[SUPPLIED RECORDS]:
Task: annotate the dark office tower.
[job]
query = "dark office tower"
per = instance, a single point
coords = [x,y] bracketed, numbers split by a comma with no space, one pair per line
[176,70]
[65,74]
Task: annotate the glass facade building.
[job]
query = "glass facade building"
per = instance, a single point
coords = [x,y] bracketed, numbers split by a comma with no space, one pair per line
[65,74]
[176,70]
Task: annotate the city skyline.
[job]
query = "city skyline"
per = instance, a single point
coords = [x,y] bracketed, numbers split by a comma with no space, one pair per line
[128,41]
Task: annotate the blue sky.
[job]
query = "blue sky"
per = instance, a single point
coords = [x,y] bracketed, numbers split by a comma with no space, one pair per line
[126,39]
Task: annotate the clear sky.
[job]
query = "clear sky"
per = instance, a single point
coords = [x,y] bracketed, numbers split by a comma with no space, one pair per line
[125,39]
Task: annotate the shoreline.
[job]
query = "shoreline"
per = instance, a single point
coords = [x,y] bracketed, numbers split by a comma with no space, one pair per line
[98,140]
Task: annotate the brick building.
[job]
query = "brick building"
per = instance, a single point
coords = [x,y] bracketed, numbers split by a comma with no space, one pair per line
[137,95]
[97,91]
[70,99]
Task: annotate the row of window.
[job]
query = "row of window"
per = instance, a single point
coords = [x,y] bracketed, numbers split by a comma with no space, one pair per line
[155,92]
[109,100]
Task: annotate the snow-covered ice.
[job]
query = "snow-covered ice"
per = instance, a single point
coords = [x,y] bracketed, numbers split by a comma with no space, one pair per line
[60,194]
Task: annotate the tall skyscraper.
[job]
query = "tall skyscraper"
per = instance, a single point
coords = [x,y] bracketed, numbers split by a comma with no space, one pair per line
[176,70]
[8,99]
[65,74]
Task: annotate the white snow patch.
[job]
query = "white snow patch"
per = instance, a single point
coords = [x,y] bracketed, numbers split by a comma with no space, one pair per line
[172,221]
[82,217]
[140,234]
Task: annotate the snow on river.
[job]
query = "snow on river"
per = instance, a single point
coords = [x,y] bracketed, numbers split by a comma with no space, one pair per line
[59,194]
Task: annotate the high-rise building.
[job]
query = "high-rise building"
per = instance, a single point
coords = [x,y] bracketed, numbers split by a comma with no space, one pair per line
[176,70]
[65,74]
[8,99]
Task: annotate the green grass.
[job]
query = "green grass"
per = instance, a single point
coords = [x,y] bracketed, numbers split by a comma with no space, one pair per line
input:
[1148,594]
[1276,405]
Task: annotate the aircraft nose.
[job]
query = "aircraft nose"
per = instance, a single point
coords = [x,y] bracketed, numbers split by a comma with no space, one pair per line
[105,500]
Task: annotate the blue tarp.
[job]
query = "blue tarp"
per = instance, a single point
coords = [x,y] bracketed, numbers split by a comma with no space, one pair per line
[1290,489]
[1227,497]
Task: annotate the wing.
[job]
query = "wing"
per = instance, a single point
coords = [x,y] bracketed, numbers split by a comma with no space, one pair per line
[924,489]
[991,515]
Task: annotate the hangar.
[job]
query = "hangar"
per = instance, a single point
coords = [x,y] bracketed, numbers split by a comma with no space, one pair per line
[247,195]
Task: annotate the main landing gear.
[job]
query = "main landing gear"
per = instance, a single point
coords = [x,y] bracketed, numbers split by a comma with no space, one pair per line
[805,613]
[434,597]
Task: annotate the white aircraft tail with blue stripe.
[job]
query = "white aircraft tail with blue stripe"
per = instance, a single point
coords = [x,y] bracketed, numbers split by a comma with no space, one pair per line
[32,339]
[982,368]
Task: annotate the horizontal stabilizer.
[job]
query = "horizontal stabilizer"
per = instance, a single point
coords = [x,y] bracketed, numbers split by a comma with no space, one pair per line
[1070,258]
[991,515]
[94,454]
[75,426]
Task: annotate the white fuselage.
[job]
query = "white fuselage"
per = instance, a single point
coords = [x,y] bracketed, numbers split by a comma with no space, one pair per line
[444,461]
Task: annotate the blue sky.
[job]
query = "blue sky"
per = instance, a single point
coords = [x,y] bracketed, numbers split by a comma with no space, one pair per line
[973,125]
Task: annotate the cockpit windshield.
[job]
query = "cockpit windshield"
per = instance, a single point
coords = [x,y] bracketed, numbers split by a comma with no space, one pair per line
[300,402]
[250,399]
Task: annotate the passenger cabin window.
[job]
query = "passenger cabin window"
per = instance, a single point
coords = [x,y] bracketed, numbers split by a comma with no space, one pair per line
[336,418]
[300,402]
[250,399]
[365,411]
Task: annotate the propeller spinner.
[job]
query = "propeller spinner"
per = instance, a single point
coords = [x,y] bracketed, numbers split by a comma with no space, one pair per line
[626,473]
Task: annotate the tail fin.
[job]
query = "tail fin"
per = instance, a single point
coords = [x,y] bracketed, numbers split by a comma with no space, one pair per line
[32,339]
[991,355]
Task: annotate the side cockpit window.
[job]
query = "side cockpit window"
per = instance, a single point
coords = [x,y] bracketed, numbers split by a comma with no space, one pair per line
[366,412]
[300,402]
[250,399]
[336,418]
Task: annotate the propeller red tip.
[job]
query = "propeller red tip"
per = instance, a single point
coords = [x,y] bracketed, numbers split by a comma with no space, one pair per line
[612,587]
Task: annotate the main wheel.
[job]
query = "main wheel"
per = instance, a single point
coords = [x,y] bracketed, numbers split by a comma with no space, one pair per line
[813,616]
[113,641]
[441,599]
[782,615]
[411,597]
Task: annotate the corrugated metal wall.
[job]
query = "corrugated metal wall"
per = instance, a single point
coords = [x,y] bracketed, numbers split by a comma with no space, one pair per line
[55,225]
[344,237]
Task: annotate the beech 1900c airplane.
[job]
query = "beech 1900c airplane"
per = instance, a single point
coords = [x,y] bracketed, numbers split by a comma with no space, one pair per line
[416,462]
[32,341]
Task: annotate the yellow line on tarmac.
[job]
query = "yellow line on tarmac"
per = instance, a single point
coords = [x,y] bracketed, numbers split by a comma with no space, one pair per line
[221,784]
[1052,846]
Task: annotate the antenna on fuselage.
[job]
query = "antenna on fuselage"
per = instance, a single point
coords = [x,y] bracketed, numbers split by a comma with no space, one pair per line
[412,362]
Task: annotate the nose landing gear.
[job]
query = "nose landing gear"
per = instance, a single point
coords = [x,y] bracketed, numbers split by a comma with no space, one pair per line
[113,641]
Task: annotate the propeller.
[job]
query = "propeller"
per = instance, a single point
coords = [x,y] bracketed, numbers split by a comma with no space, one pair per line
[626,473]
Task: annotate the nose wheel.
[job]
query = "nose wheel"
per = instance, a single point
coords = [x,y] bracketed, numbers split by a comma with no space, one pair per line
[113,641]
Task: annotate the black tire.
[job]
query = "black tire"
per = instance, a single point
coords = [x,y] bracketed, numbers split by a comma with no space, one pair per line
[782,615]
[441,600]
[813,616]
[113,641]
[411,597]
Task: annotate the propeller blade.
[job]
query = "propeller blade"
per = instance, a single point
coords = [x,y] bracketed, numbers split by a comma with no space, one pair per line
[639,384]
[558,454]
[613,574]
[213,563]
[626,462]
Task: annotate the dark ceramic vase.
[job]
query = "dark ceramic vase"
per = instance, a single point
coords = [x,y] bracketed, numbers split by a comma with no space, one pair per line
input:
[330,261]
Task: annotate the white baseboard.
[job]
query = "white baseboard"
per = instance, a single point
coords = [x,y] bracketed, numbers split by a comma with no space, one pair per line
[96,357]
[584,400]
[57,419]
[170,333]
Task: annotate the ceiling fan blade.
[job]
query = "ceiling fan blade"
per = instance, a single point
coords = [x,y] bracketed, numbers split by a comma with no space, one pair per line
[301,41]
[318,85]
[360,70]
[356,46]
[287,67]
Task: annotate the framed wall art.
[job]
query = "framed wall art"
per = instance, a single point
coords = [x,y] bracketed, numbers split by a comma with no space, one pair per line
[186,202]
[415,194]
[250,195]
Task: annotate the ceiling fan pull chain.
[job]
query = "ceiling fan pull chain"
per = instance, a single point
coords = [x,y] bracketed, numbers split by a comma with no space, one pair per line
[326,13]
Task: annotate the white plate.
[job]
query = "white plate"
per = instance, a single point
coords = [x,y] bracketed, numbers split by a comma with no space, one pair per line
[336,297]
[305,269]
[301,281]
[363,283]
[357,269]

[DESCRIPTION OF THE TASK]: Whenever the string "white" turns up in a line of the data, copy that line.

[ANSWER AREA]:
Task: annotate the white snow patch.
query = "white snow patch"
Task: annotate the white aircraft tail with blue stripe.
query = "white aircraft tail with blue stripe"
Task: annotate the white fuselage.
query = "white fuselage"
Task: annotate the white baseboard.
query = "white baseboard"
Task: annotate the white plate.
query = "white plate"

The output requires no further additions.